## Exercise
Write out the entire listing exactly, so that each line matches the original.

## Data shown
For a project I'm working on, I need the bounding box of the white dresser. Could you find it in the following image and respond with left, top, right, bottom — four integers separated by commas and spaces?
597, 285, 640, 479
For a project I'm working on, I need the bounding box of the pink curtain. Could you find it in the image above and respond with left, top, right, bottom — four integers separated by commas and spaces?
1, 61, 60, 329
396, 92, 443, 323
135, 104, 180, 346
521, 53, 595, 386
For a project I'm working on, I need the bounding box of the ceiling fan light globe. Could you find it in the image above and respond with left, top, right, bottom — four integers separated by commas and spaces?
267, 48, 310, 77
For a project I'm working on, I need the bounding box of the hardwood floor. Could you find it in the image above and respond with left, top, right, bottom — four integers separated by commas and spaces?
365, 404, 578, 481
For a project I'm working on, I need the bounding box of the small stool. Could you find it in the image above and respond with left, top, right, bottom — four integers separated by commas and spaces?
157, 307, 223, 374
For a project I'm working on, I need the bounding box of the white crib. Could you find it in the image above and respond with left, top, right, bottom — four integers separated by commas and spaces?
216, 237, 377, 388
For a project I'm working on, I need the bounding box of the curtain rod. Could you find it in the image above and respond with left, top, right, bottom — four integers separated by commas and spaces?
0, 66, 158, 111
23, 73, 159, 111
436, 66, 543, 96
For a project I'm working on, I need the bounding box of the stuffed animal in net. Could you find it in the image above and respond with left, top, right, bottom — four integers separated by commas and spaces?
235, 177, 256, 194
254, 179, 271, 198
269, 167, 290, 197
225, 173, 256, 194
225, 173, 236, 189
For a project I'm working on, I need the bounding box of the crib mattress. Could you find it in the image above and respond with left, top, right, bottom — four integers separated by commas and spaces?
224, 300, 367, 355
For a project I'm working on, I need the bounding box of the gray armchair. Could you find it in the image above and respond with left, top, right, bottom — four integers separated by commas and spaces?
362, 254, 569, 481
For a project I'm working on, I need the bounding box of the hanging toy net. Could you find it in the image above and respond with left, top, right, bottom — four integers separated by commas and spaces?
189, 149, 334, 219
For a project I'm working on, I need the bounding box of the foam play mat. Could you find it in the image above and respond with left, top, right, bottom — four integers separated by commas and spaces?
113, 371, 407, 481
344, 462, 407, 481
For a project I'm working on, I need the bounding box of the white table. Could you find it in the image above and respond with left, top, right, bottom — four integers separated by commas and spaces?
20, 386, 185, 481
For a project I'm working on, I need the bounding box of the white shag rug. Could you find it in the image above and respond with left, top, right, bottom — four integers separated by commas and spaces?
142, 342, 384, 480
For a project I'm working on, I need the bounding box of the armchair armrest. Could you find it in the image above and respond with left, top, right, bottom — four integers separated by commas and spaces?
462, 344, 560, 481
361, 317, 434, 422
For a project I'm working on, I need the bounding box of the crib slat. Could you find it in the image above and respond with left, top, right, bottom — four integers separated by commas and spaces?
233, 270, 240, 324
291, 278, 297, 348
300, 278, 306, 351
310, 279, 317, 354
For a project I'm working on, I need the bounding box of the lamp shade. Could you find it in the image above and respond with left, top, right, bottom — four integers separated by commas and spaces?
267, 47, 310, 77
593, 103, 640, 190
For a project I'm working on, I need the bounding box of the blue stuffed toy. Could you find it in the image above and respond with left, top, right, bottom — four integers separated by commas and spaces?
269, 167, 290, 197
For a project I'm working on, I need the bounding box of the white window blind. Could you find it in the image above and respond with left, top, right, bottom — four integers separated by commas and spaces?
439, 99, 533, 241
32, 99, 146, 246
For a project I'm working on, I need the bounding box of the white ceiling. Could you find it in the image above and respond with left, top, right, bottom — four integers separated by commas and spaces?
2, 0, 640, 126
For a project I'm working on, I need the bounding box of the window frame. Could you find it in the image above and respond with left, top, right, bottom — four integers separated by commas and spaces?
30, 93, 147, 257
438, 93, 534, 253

## Answer area
For a project I'm working on, I need the bounding box of the white dresser. Could you find it in the following image and respond with left, top, right, bottom — four integers separated by commas and spaces?
597, 285, 640, 479
For a project I'm working on, I need the bounding box of the pink curtain. Could you find it in the image above and respond with left, top, right, bottom — four integers separated by commas and spaces?
1, 61, 60, 329
396, 92, 443, 323
135, 104, 180, 346
521, 53, 595, 386
For a project I'm working on, I need the bounding box of the ceiling fan light globe. Could you find it in the image above and respond with left, top, right, bottom — four integers separated by commas and spaces?
267, 48, 310, 77
For a project I'm working on, I need the bounding box of the hardwood floor. Could you find it in the image above and respond with left, top, right, bottom — four integers separated by commas and spaces?
365, 404, 578, 481
For a project I'm working on, I need the bounding box of the small stool. Could you find it in the image above and respond with left, top, right, bottom — four integers separated by commas and spaces?
157, 307, 223, 374
For a project I'm working on, I need the bounding box of the white crib. Could you find it in the image above and respond with left, top, right, bottom — four integers separated by commas and spaces?
216, 237, 377, 388
For a project I'm working on, I need the bounding box of the curtain rod. Could you find it in the image above and respond with left, top, right, bottom — four integers separated by commas and spaces?
0, 66, 158, 111
23, 73, 159, 111
436, 66, 543, 96
For a project I'm working on, I need the bounding box of the stuffed animal in net. Could you find it in the image above and respond with left, top, right, bottom — four integers separated by commas and spaces?
235, 177, 256, 194
254, 179, 271, 198
269, 167, 290, 197
225, 173, 256, 194
225, 173, 236, 189
For a project I'm working on, I need the bounding box of the crib mattress. Could you find it in the image above and respond with left, top, right, bottom — four integers separated by commas and spaces?
224, 300, 367, 355
For a project I'm working on, I need the bounding box of the gray armchair. Could you find it in the image above and respond with left, top, right, bottom — four integers separated by commas and spaces?
362, 254, 569, 481
For a project I'm working on, I need the bounding box of the hanging toy net. Could you find it in the image above and respond with left, top, right, bottom — four integers separated by commas and spaces?
189, 149, 334, 219
For a project I'm working on, I need the bounding box of the foam play mat. Could you find it in the image above and respond with left, top, right, bottom — four integers separated by commas and spaces?
113, 371, 407, 481
344, 462, 407, 481
For a project I'm working on, I need the bounding box of the white table. Could you find it in the image above and respond with left, top, right, bottom — four integers separated by commas and spaces?
20, 386, 185, 481
For a project I'm working on, I need the bounding box of the white shag rug. Could you find it in the image above and respond with left, top, right, bottom — four integers separated by commas and spaces?
142, 342, 384, 480
For a project I'm working on, I need the bounding box of the armchair armrest. Could you find it in the image above and respond with left, top, right, bottom — four integers separated by commas and spaces?
462, 344, 560, 481
361, 317, 434, 422
For a project I'm working on, I need the bounding box of the crib slat. Could you find it in the image above and respond with left, top, right, bottom — four integers separated by commas and spaces?
233, 270, 240, 324
291, 278, 297, 348
300, 278, 306, 351
310, 279, 317, 354
For a project I'm working on, I need the bounding box of the lamp shade. Could you find it in the image above and respond with left, top, right, bottom — four integers separated by commas and spaces?
267, 47, 310, 77
593, 103, 640, 190
For a project I'm working on, I need the bounding box of the blue stuffed toy. Could you find it in the image above and respond with left, top, right, bottom — four integers separated by commas and spaces?
269, 167, 290, 197
For a project I'm working on, I need the bounding box of the white window blind. Could you find it in the image above and respond with left, top, right, bottom — four integers separated by commas and spaces?
439, 99, 533, 241
32, 99, 146, 246
For a project I'm working on, I need the bounding box of the white ceiling. Could you find it in the image above and respond with left, top, right, bottom — four integers separated by commas and spaces?
2, 0, 640, 126
For a project I'm working on, I need the bounding box of the window frame. Could you find it in the image above and respond with left, top, right, bottom — four integers separated by commas and spaces?
30, 93, 147, 257
438, 93, 534, 253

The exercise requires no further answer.